**THE PROBLEM:**
Reproduce exactly the lines from the one containing "Where can you find the blue pouch" through the last line of the data, both ends included.

(EXTRACTED MATERIAL begins)

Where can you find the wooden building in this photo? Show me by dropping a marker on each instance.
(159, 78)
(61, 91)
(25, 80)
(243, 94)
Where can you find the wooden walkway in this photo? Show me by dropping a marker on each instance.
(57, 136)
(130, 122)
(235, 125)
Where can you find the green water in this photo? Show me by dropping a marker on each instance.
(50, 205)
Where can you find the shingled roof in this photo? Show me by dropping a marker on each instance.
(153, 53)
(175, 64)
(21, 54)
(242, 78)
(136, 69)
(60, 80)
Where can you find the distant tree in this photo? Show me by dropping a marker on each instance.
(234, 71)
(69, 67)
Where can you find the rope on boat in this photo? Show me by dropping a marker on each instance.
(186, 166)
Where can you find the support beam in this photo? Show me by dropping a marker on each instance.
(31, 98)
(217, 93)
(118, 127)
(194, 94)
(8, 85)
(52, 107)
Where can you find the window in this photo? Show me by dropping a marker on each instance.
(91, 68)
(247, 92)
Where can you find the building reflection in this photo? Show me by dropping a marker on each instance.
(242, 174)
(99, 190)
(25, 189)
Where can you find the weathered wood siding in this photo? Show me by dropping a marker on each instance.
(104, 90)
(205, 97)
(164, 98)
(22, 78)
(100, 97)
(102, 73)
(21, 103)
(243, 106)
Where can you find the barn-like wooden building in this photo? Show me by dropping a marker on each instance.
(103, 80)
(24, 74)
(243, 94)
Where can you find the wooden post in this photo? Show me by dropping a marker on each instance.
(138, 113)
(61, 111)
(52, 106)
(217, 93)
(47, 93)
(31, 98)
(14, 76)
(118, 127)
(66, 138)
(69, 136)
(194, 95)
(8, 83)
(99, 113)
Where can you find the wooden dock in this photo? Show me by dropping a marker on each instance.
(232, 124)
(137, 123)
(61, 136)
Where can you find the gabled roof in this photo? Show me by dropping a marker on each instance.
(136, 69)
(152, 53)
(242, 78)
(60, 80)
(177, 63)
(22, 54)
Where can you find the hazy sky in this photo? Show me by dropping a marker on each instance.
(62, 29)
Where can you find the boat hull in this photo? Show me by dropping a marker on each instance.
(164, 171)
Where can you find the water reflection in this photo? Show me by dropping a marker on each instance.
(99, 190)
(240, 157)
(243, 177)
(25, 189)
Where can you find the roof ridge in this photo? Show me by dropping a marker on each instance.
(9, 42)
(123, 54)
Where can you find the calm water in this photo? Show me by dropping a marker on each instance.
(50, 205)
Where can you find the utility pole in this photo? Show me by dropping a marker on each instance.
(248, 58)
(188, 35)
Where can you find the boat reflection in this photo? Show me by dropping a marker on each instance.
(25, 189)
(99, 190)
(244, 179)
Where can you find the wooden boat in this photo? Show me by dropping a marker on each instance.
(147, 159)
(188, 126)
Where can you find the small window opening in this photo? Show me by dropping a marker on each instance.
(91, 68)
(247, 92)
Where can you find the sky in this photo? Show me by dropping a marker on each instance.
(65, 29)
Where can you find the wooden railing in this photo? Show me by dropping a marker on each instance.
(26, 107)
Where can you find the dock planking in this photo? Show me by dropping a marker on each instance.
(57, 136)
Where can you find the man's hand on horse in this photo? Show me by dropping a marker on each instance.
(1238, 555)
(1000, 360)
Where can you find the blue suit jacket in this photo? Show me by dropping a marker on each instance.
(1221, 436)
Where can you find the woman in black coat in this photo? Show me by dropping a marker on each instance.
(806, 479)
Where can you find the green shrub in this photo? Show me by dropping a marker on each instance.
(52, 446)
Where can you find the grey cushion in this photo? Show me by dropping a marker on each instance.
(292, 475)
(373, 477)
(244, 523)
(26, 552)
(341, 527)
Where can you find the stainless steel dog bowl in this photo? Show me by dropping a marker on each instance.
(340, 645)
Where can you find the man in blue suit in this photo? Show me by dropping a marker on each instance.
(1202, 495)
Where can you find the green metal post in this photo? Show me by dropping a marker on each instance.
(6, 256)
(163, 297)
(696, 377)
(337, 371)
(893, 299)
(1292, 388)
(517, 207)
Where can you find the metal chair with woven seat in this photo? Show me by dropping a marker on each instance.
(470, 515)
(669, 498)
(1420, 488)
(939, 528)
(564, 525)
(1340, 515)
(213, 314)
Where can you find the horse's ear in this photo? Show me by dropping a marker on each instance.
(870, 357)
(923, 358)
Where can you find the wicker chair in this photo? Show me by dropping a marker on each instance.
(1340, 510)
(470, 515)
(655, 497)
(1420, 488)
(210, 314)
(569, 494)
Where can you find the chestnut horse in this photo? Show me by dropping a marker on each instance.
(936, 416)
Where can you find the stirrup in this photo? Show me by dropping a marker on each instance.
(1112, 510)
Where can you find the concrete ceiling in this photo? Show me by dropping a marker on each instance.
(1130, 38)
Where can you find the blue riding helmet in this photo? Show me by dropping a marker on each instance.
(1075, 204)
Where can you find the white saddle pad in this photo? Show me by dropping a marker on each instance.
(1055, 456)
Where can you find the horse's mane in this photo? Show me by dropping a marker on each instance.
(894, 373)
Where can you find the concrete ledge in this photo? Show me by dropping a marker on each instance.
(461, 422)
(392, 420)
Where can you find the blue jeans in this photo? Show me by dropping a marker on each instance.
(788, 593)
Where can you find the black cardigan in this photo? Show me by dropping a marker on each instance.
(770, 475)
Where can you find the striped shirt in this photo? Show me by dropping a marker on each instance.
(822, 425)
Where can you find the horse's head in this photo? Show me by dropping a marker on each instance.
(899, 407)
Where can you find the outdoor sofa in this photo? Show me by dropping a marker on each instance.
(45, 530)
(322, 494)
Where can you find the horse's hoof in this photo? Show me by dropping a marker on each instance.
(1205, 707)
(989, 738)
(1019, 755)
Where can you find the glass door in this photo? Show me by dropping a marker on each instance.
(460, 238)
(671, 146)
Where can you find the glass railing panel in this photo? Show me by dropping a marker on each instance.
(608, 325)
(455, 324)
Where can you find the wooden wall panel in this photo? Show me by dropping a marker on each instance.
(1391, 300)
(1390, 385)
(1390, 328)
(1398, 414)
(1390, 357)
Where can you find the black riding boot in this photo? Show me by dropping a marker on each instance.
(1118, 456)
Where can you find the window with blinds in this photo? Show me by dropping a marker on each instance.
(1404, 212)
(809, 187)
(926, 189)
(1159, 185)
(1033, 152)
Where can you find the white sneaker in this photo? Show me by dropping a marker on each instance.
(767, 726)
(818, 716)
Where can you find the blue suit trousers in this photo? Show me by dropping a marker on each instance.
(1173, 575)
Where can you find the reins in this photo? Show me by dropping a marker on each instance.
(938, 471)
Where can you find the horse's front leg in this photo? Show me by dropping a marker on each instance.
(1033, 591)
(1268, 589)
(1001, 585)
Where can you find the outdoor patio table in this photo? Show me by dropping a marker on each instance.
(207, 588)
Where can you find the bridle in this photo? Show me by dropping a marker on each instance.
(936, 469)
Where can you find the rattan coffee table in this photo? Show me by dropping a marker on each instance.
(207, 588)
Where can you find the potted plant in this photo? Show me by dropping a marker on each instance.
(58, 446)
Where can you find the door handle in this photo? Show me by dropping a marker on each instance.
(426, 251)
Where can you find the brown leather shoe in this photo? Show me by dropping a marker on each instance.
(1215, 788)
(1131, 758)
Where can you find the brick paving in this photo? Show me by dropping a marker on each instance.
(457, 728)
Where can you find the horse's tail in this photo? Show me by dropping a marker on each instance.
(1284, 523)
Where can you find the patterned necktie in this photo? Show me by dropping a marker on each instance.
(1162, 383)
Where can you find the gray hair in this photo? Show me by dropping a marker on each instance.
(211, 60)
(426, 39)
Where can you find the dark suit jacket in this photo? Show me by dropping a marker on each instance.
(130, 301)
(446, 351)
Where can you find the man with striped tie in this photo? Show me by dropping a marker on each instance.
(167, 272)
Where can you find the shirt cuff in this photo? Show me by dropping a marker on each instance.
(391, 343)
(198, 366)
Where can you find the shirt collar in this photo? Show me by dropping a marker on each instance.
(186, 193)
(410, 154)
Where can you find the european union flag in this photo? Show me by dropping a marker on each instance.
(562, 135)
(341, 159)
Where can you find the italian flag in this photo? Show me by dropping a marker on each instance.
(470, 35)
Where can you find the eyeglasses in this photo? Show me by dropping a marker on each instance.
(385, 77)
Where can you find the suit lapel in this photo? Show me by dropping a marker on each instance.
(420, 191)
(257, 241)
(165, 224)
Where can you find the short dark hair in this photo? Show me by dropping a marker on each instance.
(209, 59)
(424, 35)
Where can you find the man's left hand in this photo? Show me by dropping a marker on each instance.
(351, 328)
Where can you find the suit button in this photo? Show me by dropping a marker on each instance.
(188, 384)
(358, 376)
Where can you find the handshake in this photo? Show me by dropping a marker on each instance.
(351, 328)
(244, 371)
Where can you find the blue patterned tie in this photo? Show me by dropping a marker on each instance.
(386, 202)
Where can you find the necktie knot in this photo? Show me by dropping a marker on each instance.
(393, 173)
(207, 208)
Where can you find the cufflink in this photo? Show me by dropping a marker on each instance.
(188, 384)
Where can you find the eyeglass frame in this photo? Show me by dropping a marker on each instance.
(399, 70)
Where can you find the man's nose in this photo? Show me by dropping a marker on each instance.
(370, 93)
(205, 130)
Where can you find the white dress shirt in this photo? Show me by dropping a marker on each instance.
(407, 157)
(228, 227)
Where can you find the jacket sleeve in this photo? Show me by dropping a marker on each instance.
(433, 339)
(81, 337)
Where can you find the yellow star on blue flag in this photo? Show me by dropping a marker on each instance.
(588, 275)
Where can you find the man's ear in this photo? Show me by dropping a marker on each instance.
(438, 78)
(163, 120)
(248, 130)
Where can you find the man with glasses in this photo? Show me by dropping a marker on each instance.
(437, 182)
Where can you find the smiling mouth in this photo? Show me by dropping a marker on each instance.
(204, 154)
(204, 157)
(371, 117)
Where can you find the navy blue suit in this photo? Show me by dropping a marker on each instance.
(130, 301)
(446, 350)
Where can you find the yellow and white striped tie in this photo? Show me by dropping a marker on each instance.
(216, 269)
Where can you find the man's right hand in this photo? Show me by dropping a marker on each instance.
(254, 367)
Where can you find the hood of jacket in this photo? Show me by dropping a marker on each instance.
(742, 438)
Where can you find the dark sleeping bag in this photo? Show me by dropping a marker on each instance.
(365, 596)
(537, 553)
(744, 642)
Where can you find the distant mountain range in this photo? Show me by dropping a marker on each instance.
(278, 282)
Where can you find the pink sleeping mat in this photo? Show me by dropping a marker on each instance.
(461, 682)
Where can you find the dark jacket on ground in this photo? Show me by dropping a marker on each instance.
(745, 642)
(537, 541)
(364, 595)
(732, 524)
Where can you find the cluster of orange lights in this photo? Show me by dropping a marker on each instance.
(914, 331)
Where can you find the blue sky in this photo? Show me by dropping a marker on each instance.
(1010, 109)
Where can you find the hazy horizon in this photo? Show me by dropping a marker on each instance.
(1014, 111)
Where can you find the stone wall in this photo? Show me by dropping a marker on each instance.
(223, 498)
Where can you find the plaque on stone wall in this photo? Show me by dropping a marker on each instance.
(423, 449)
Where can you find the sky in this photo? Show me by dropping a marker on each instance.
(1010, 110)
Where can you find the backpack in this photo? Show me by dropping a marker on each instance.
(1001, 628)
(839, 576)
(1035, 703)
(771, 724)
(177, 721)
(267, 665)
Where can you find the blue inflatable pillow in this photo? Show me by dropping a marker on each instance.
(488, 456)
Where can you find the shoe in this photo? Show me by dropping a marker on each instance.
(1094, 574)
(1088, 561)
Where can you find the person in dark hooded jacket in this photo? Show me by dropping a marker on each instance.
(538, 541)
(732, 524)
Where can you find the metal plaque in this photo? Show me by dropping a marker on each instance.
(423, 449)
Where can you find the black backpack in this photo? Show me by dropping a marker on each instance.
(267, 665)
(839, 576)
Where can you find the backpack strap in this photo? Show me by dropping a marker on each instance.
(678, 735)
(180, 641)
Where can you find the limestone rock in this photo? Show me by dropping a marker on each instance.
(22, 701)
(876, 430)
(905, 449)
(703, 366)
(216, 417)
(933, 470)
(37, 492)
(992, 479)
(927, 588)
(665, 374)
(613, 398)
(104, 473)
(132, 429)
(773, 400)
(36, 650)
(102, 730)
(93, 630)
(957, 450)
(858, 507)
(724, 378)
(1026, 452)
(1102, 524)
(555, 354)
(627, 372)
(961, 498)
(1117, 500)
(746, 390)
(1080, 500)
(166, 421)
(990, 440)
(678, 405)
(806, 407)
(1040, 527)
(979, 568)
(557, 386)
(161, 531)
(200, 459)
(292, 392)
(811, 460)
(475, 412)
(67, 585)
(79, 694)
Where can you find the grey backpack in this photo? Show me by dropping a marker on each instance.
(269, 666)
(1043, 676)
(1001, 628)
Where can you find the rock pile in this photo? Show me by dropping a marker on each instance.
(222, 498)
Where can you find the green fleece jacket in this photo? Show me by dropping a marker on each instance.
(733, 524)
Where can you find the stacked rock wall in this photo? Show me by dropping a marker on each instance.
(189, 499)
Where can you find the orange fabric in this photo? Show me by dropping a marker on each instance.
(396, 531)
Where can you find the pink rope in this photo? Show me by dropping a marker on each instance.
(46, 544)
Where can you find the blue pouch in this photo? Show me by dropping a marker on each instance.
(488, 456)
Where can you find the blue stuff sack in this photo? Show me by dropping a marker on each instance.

(EXTRACTED MATERIAL ends)

**OUTPUT:**
Where can you find the blue pouch in this photo? Show me by dropping a marker on each instance.
(488, 456)
Where can you find the blue stuff sack in this photo? Show me by dropping a marker on each instance.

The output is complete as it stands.